[begin RECORDS]

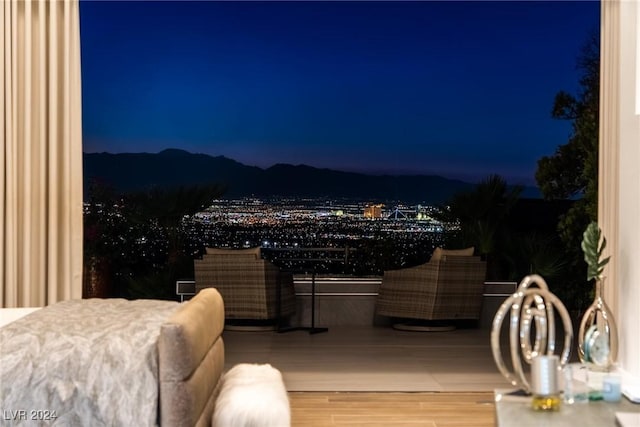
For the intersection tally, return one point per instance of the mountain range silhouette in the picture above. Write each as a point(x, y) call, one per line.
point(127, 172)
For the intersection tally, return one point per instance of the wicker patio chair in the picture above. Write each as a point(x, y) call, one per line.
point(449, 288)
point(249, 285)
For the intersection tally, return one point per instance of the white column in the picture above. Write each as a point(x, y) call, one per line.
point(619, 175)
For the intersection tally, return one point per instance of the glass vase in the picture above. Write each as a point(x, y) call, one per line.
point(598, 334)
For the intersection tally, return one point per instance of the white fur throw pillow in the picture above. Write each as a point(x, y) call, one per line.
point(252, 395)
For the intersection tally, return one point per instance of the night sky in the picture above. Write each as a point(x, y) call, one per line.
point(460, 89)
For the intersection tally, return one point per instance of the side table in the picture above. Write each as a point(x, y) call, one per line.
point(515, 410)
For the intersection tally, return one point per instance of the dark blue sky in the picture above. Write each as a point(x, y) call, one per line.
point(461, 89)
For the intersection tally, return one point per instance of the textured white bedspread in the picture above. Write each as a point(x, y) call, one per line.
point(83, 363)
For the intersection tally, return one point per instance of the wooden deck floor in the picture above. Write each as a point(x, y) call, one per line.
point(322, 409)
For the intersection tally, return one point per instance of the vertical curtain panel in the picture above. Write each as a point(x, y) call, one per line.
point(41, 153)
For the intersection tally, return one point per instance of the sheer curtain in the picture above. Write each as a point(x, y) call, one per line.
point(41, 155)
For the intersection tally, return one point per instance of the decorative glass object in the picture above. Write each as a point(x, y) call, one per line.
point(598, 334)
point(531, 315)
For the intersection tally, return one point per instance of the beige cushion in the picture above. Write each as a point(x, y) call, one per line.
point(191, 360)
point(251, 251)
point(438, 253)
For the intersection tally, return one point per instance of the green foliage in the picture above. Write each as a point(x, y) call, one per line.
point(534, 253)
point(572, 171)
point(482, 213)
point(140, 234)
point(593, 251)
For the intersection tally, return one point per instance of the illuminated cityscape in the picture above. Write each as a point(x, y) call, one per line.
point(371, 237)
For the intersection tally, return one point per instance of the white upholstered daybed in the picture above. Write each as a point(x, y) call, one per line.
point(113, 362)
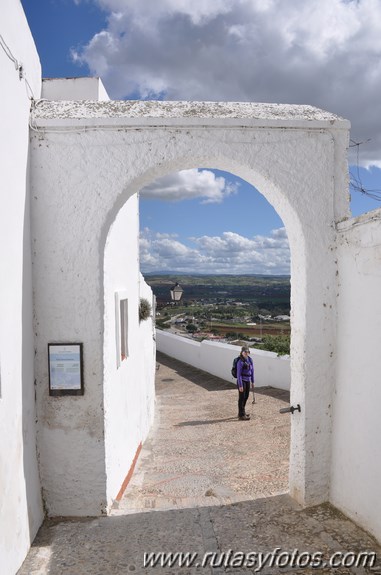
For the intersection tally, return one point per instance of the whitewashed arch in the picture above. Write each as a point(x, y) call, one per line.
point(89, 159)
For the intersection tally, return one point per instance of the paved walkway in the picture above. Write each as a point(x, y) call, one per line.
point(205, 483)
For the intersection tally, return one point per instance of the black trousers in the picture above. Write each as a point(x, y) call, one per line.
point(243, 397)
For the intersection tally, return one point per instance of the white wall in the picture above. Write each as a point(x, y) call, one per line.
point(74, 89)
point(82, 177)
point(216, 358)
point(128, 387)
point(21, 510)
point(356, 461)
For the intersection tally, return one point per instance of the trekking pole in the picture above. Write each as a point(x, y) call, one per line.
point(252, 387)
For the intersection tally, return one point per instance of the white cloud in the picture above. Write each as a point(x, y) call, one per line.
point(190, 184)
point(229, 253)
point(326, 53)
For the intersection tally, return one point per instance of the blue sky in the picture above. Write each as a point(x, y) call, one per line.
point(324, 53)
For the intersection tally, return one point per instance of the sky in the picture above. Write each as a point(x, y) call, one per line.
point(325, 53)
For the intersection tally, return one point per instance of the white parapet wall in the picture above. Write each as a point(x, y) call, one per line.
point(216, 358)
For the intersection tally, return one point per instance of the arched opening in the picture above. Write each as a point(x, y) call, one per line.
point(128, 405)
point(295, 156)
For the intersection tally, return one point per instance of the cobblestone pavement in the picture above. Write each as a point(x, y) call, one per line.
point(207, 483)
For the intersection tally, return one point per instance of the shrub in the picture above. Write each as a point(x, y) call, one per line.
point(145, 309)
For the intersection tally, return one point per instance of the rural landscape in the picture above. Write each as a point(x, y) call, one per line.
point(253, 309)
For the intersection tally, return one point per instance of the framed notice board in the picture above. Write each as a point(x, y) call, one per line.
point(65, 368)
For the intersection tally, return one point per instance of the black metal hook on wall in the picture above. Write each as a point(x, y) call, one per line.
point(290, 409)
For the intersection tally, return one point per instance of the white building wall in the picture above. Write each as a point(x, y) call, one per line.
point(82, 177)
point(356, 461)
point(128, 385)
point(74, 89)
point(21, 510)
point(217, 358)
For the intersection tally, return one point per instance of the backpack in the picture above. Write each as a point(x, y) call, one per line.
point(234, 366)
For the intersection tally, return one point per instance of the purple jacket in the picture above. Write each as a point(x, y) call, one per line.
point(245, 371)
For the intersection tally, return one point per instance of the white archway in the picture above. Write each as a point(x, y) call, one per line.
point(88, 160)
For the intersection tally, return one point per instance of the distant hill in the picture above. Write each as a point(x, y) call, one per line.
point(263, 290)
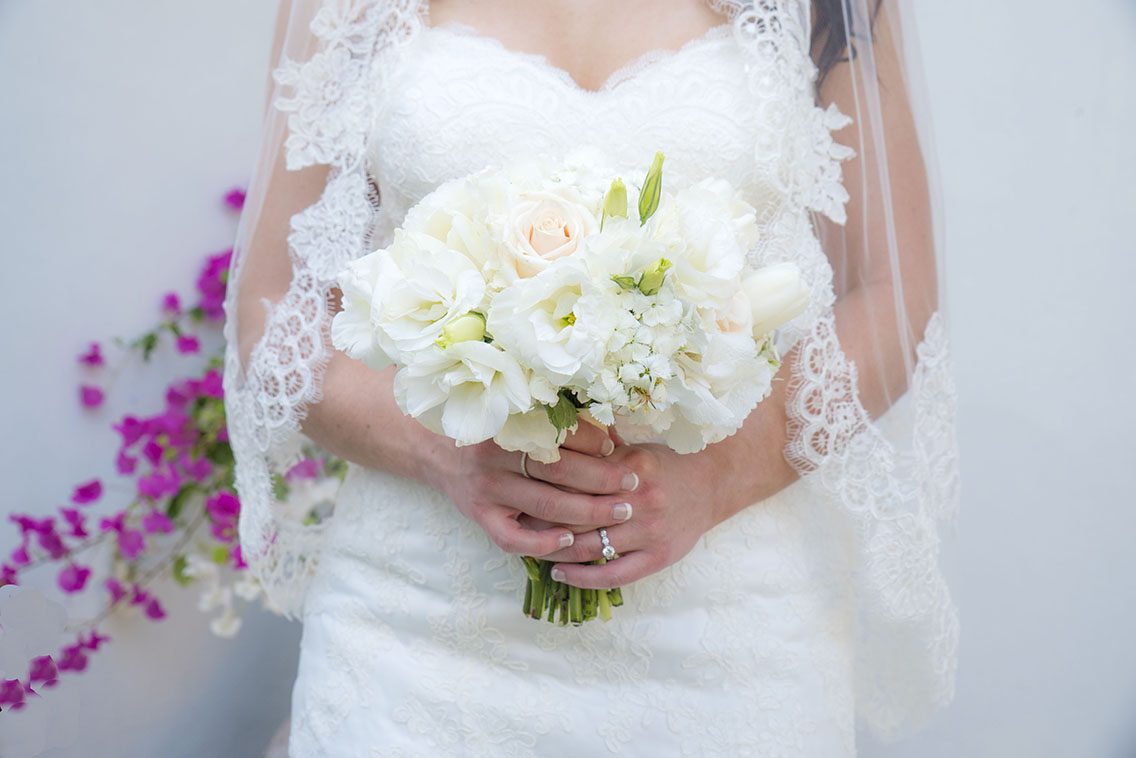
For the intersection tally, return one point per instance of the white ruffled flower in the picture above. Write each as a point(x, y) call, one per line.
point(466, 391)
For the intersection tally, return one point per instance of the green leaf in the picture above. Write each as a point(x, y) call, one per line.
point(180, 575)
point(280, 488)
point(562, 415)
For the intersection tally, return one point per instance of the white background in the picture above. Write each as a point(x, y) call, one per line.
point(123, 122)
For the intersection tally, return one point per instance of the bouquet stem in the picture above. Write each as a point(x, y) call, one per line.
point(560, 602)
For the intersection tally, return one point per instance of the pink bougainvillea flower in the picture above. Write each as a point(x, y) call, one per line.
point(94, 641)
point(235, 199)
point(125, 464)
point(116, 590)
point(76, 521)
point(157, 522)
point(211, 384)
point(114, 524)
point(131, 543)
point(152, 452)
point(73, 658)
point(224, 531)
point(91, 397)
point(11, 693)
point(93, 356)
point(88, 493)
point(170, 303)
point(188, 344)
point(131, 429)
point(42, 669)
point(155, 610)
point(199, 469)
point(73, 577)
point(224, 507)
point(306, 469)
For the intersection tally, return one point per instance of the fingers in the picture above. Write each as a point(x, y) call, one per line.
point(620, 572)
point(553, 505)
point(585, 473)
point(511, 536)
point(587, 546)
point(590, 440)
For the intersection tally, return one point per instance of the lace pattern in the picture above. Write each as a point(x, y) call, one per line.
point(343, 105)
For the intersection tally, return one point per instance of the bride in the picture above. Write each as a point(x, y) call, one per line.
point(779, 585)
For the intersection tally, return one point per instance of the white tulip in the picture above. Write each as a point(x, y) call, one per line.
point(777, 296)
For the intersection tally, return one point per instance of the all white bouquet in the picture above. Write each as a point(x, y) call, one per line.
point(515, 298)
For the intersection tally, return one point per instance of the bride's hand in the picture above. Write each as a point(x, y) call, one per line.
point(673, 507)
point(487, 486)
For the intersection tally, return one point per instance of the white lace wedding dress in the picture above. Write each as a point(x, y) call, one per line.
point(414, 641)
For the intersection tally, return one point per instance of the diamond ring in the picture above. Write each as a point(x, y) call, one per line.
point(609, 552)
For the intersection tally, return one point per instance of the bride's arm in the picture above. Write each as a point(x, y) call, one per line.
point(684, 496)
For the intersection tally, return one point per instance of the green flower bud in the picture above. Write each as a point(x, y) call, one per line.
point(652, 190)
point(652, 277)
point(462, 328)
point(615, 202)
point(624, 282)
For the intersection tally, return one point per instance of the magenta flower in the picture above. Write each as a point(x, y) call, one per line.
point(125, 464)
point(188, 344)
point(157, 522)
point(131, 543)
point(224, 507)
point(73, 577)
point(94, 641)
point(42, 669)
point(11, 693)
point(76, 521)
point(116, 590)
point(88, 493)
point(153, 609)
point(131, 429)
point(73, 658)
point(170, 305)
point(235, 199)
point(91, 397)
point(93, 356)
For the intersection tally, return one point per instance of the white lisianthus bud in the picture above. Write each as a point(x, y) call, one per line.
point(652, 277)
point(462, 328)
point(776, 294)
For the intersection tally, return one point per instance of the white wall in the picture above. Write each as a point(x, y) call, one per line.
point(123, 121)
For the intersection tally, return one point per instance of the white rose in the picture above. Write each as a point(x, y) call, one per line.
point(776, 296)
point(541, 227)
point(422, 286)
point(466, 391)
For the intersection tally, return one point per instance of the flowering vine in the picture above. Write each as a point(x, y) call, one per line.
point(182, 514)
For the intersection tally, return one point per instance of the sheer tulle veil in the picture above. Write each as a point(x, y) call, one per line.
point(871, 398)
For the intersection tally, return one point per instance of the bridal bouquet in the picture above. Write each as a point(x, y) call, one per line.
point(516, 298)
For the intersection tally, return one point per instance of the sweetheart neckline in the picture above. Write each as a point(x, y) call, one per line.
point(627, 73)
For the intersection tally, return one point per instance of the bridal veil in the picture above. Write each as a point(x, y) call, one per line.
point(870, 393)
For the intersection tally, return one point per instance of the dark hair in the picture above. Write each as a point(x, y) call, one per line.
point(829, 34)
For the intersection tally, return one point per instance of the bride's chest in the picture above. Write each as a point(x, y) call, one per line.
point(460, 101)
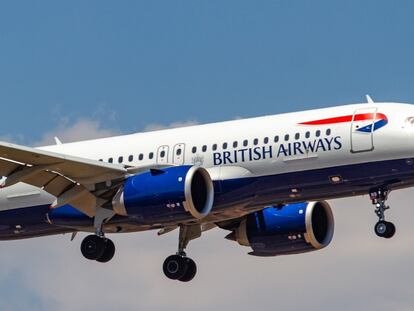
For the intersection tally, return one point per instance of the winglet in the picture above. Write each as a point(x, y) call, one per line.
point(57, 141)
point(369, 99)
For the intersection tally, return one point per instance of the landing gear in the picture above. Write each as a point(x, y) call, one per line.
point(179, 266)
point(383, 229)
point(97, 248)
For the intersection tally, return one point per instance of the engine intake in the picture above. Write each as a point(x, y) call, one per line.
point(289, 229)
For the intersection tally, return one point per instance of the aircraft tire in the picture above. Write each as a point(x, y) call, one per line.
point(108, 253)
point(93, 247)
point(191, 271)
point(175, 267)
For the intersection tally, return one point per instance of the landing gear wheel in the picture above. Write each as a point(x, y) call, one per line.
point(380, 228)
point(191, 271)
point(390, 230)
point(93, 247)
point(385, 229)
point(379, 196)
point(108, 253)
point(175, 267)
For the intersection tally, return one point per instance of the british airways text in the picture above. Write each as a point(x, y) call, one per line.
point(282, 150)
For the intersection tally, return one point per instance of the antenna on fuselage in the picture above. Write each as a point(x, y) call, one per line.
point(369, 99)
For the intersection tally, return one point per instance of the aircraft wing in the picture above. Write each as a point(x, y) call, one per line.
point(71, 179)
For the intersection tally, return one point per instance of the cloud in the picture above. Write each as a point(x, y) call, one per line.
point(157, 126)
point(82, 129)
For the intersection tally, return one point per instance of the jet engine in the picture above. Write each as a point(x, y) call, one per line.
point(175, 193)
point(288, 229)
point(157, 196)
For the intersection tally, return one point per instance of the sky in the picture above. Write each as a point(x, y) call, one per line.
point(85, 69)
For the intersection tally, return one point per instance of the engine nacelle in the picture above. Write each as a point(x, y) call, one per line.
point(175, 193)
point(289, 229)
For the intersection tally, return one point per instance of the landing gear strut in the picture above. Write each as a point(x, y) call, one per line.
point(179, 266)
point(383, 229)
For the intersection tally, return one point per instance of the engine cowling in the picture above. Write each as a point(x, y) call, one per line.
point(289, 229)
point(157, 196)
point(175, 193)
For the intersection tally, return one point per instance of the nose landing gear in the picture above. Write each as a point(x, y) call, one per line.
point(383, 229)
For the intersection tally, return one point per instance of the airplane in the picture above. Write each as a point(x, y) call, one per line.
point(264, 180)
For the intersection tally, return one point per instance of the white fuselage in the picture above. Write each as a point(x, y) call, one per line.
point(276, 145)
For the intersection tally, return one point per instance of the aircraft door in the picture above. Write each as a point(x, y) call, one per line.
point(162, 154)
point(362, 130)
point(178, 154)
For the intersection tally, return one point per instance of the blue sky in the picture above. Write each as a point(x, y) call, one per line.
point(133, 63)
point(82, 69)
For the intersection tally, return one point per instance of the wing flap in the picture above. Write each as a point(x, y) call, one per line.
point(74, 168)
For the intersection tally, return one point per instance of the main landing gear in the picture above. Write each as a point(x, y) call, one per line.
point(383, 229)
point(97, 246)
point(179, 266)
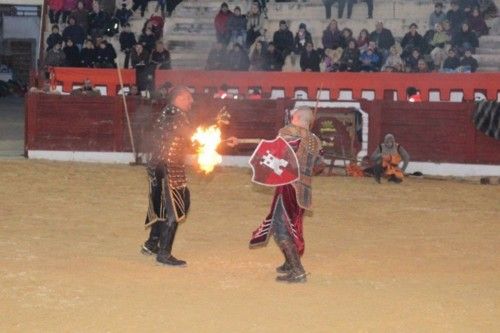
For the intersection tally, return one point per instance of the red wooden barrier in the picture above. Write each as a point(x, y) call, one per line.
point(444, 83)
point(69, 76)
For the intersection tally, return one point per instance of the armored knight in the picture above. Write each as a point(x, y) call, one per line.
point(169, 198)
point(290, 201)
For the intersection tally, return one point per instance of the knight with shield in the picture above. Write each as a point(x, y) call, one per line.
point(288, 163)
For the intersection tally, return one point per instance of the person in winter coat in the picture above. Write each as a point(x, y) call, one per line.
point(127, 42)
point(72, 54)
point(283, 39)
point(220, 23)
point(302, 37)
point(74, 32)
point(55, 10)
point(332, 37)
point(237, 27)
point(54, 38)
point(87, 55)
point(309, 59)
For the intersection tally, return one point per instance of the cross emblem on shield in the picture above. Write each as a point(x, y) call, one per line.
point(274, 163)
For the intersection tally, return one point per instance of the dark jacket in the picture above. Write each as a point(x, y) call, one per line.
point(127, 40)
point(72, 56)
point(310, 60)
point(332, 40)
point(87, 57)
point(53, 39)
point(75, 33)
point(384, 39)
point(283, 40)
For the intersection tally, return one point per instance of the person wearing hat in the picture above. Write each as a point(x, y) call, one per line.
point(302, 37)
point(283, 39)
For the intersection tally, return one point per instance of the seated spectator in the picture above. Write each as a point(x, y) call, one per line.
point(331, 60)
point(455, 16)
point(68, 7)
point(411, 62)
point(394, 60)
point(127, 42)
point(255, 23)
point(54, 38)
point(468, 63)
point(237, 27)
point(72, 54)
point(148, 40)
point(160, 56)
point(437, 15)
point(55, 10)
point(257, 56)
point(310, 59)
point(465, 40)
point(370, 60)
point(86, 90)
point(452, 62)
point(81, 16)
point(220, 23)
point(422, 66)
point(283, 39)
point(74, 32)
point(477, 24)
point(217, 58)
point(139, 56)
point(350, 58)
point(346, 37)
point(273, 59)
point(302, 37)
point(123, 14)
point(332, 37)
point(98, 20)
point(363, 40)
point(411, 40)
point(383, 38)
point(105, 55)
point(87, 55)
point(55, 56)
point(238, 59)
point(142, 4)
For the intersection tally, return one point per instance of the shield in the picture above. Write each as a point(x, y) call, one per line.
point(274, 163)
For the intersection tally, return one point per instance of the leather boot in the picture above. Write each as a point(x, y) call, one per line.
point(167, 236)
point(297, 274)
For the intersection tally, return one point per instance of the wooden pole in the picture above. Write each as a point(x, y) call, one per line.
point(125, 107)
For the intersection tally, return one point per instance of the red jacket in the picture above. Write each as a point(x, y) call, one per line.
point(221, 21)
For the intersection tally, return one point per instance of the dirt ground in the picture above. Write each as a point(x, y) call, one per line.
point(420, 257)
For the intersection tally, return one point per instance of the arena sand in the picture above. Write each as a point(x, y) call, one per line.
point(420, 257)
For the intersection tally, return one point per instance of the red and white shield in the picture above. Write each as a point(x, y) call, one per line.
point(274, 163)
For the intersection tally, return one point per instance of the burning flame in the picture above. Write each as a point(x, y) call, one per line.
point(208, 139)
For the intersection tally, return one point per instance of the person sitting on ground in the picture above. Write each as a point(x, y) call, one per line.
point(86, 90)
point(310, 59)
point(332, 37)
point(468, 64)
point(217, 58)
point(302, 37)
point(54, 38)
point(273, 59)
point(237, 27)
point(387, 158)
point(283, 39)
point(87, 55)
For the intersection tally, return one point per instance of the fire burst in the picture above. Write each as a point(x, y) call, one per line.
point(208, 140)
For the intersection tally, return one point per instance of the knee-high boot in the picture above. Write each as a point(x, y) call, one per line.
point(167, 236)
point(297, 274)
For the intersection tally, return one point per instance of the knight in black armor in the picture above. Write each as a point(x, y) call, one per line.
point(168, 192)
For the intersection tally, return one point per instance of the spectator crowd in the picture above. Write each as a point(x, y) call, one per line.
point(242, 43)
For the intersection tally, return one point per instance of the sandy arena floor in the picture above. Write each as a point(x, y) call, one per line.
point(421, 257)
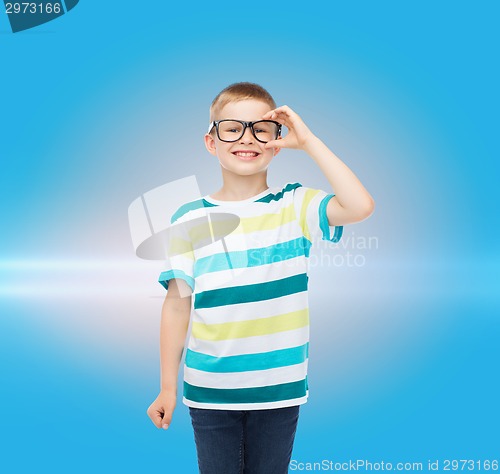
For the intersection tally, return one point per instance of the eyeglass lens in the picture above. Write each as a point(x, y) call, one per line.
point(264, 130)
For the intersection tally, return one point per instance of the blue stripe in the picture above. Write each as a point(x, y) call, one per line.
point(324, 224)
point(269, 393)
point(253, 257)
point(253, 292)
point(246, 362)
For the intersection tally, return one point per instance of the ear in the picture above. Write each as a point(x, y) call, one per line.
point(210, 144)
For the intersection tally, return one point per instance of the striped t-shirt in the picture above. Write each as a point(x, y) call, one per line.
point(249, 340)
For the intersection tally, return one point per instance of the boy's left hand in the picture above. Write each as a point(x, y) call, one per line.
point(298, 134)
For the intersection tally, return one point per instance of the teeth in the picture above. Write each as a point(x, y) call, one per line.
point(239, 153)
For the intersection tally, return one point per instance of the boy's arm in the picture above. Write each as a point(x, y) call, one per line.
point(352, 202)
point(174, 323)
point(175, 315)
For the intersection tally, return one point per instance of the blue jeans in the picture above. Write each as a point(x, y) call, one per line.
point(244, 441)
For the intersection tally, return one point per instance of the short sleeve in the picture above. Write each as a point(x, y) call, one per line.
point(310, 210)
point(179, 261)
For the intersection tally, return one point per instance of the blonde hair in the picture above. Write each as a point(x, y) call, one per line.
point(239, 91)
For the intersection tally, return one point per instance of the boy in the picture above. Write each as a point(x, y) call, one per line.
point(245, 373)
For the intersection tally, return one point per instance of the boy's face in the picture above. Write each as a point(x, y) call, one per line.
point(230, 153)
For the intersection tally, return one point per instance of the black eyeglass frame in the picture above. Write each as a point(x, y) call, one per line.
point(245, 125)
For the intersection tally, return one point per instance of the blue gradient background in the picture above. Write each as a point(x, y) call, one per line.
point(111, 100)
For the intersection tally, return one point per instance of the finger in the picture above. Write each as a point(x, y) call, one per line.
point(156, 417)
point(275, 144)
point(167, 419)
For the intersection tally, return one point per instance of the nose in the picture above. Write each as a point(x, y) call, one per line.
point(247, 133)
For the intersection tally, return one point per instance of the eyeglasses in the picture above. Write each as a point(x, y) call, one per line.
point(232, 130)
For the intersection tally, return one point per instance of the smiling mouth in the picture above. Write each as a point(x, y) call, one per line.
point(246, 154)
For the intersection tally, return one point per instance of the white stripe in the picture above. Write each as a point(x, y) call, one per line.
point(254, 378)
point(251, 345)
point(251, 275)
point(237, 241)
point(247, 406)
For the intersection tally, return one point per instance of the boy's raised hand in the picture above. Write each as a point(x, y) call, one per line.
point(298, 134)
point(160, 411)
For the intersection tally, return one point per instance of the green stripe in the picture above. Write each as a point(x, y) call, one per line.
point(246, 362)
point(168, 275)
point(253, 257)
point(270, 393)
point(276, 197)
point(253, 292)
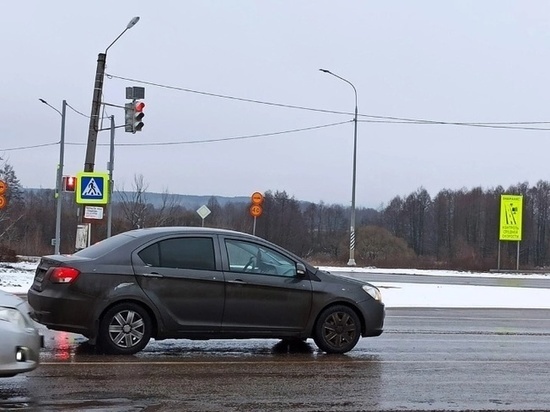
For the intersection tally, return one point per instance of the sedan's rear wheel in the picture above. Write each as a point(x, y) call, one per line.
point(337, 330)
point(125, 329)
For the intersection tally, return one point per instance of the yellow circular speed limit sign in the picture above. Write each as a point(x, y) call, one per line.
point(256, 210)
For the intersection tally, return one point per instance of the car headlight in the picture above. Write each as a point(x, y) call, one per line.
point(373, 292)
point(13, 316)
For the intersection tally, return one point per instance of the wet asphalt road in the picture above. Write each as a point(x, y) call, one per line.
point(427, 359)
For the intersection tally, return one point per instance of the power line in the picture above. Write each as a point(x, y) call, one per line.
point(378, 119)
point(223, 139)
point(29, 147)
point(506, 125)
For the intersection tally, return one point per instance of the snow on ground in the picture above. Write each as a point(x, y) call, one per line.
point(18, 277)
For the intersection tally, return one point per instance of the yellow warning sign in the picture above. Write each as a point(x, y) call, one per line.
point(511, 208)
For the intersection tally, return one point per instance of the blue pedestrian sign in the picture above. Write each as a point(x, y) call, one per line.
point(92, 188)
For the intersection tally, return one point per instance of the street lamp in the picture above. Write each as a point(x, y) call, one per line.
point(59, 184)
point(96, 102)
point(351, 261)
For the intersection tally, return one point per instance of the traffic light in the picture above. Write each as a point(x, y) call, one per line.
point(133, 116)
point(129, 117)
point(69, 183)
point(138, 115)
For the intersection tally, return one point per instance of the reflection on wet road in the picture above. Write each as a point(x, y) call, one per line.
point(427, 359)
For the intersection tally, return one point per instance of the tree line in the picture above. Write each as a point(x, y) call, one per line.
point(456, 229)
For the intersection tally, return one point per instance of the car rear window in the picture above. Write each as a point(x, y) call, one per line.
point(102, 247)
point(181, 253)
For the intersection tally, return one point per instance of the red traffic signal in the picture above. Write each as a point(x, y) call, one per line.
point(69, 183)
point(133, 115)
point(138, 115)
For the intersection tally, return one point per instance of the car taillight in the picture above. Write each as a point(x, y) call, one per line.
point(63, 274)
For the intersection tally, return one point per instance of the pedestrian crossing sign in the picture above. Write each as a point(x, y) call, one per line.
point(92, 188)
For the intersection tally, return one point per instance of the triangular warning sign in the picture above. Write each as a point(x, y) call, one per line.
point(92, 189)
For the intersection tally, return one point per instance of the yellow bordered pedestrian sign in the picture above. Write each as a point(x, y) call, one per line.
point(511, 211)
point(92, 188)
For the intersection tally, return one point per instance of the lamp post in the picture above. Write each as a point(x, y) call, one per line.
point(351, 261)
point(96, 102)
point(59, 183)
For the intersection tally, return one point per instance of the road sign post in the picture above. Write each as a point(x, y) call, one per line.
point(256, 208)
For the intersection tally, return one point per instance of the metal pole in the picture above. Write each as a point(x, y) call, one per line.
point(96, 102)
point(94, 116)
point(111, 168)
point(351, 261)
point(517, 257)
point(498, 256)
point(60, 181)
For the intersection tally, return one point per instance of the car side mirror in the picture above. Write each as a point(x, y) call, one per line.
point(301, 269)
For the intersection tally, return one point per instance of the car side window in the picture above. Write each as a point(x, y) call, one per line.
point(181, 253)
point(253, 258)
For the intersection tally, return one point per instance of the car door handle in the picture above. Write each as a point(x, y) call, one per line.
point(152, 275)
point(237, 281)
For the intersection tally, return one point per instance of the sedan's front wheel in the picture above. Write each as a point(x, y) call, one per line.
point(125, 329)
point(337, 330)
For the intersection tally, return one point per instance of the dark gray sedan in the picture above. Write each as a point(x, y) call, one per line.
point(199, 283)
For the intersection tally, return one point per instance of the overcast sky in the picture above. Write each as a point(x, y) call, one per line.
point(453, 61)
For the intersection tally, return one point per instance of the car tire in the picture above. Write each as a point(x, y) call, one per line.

[end RECORDS]

■ **GIVEN REQUEST**: Copy the rows above verbatim, starting at the line containing "of the flowering" and ending at the line containing "point(871, 398)", both included.

■ **CORRECT OUTPUT**:
For the intersection tally, return one point per instance of the flowering vine in the picture above. Write each as a point(x, y) call, one per line.
point(182, 514)
For the intersection tally, return one point per instance of the sheer tulle veil in the picture above. Write each as a point(x, y) call, one per line.
point(871, 398)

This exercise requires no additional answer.